» Stated problem
Copy out all of the entries below, replacing every "report the coordinates" with "give the coordinates" and leaving everything else unchanged.

» Material supplied

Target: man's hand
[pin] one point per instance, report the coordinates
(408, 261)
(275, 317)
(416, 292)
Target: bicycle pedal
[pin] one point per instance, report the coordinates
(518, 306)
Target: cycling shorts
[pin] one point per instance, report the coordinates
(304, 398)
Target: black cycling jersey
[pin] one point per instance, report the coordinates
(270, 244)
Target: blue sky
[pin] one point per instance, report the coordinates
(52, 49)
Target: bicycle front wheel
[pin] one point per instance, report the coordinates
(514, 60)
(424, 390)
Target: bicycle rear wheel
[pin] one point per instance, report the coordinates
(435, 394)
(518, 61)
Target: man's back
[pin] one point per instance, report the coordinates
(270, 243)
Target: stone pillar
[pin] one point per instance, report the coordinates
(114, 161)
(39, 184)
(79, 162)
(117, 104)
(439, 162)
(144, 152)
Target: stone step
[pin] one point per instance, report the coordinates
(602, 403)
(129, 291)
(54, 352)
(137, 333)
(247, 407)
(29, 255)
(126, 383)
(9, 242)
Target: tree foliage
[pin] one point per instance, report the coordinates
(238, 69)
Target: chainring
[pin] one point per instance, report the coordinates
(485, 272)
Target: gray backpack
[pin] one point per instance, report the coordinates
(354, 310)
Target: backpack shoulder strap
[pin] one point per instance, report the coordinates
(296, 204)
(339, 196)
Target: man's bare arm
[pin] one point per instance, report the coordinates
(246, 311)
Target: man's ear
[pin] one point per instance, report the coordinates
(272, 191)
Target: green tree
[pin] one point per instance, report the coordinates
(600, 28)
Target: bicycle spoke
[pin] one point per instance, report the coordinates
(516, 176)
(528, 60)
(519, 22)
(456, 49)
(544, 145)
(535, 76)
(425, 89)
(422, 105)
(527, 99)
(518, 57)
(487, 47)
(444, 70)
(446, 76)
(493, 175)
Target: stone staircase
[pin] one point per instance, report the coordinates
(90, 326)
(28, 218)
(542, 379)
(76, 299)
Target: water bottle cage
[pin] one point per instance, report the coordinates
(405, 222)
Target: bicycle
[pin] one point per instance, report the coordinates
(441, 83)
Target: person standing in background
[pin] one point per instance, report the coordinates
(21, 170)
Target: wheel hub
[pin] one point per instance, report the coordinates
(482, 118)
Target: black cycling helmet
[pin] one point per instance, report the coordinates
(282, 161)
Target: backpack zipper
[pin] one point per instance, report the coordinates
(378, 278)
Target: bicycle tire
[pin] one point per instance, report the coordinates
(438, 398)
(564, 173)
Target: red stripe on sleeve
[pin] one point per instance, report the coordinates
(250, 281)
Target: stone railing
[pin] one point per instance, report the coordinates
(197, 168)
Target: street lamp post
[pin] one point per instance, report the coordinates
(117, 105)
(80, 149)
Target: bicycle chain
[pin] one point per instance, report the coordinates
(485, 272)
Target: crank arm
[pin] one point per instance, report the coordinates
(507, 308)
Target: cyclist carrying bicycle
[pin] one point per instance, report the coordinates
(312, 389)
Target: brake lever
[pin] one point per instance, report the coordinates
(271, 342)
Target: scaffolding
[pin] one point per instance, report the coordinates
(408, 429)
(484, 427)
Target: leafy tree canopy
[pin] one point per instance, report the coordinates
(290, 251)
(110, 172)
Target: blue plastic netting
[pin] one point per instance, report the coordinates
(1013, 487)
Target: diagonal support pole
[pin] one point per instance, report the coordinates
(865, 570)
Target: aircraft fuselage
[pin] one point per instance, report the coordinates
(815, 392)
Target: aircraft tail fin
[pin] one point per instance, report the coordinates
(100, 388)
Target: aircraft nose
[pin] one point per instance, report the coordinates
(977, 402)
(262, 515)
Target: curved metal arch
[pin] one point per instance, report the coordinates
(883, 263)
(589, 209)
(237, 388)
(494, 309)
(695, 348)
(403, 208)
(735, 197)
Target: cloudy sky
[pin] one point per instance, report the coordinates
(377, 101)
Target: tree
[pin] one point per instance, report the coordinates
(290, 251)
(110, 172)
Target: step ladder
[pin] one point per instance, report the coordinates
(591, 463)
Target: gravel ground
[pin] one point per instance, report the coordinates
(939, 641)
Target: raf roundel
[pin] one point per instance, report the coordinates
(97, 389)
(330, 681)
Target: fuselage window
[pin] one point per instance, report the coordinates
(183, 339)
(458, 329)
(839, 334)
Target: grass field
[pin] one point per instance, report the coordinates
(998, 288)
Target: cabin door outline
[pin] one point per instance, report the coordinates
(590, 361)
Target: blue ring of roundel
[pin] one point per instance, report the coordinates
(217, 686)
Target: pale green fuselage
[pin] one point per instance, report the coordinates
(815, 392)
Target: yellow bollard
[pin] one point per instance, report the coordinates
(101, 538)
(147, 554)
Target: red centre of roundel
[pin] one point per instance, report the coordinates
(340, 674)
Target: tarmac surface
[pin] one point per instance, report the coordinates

» Solved exercise
Target: man's hand
[pin] one point per instance, give the coordinates
(408, 261)
(275, 317)
(416, 292)
Target: bicycle pedal
[pin] one point per instance, give the coordinates
(518, 306)
Target: cycling shorts
[pin] one point per instance, give the coordinates
(304, 398)
Target: black cycling jersey
[pin] one point per instance, give the coordinates
(270, 244)
Target: blue sky
[pin] one point per instance, give the coordinates
(52, 49)
Target: bicycle front wheel
[pin] one point per instance, give the coordinates
(514, 60)
(424, 390)
Target: bicycle rear wheel
[pin] one point per instance, give the coordinates
(435, 394)
(518, 61)
Target: man's back
[pin] one point per instance, give the coordinates
(270, 243)
Target: stone pillar
[pin] one point per instance, give the coordinates
(114, 161)
(39, 184)
(79, 162)
(117, 104)
(439, 162)
(144, 152)
Target: stone step
[pin] one point per instance, give the coordinates
(602, 403)
(129, 291)
(54, 352)
(137, 333)
(247, 407)
(29, 255)
(126, 383)
(9, 242)
Target: tree foliage
[pin] one point per instance, give the coordinates
(238, 69)
Target: chainring
[pin] one point per instance, give the coordinates
(485, 272)
Target: gray backpack
[pin] one point per instance, give the coordinates
(354, 310)
Target: backpack shoulder strap
[pin] one point per instance, give the coordinates
(296, 204)
(339, 196)
Target: man's bare arm
[pin] one point per instance, give the coordinates
(246, 311)
Target: man's ear
[pin] one point per instance, give the coordinates
(272, 191)
Target: green tree
[pin] one point per instance, give the coordinates
(600, 28)
Target: bicycle spoke
[pin] one point per instance, give the coordinates
(516, 176)
(528, 60)
(519, 22)
(456, 49)
(544, 145)
(535, 76)
(425, 89)
(422, 105)
(527, 99)
(518, 57)
(487, 47)
(444, 70)
(446, 76)
(493, 175)
Target: stone staircase
[pin] one point per instance, give the coordinates
(90, 326)
(28, 218)
(542, 379)
(76, 299)
Target: water bottle cage
[pin] one point per instance, give the coordinates
(405, 222)
Target: bicycle
[pin] one point per instance, give the coordinates
(441, 83)
Target: person standing in background
[pin] one point per instance, give the coordinates
(21, 170)
Target: wheel hub
[pin] one point per instance, give the coordinates
(482, 118)
Target: black cycling helmet
[pin] one point per instance, give the coordinates
(282, 161)
Target: backpack zipper
[pin] one point per instance, give the coordinates
(378, 278)
Target: bicycle tire
[pin] one point per instance, give the coordinates
(438, 398)
(564, 173)
Target: red stripe on sleeve
[pin] one point per instance, give the coordinates
(250, 281)
Target: stone railing
[pin] one point per instance, give the coordinates
(197, 168)
Target: street lamp post
[pin] one point per instance, give the coordinates
(117, 105)
(80, 149)
Target: bicycle chain
[pin] one point per instance, give the coordinates
(485, 272)
Target: crank arm
[pin] one point per instance, give the coordinates
(507, 308)
Target: cyclist carrying bicycle
[pin] one point per instance, give the coordinates
(312, 389)
Target: brake lever
[pin] one point per instance, give the coordinates
(271, 342)
Target: scaffolding
[pin] one point per instance, give the coordinates
(408, 429)
(484, 427)
Target: leafy tree canopy
[pin] one point per instance, give the coordinates
(290, 251)
(110, 172)
Target: blue plastic netting
[pin] one point per instance, give the coordinates
(1013, 487)
Target: diagonal support pole
[pin] one point per instance, give the coordinates
(865, 570)
Target: aircraft fuselage
[pin] one point per instance, give the coordinates
(815, 392)
Target: aircraft tail fin
[pin] one point per instance, give the coordinates
(100, 388)
Target: aircraft nose
[pin] one point per instance, give the coordinates
(977, 402)
(262, 515)
Target: curved metal arch
[pin] one point per instance, give the coordinates
(883, 263)
(589, 209)
(237, 388)
(494, 309)
(695, 348)
(403, 208)
(735, 197)
Target: cloudy sky
[pin] one point per instance, give the coordinates
(377, 101)
Target: tree
[pin] one point per instance, give the coordinates
(290, 251)
(110, 172)
Target: step ladder
[pin] one point per instance, give the coordinates
(591, 463)
Target: gravel ground
[pin] one point per instance, give the coordinates
(939, 641)
Target: raf roundel
[pin] one point per instance, give the coordinates
(97, 389)
(330, 681)
Target: fuselage window
[pin] one point per instance, give the coordinates
(183, 339)
(458, 329)
(839, 334)
Target: grass field
[pin] one point per instance, give the coordinates
(998, 288)
Target: cabin door outline
[pin] one point per instance, give the coordinates
(590, 361)
Target: blue ring of roundel
[pin] one point per instance, give the coordinates
(217, 686)
Target: pale green fuselage
[pin] one point per instance, give the coordinates
(815, 392)
Target: yellow bollard
[pin] one point per instance, give the coordinates
(101, 538)
(147, 554)
Target: red centre of roundel
[pin] one point per instance, give the coordinates
(340, 674)
Target: tarmac surface
[pin] one point per instance, give the coordinates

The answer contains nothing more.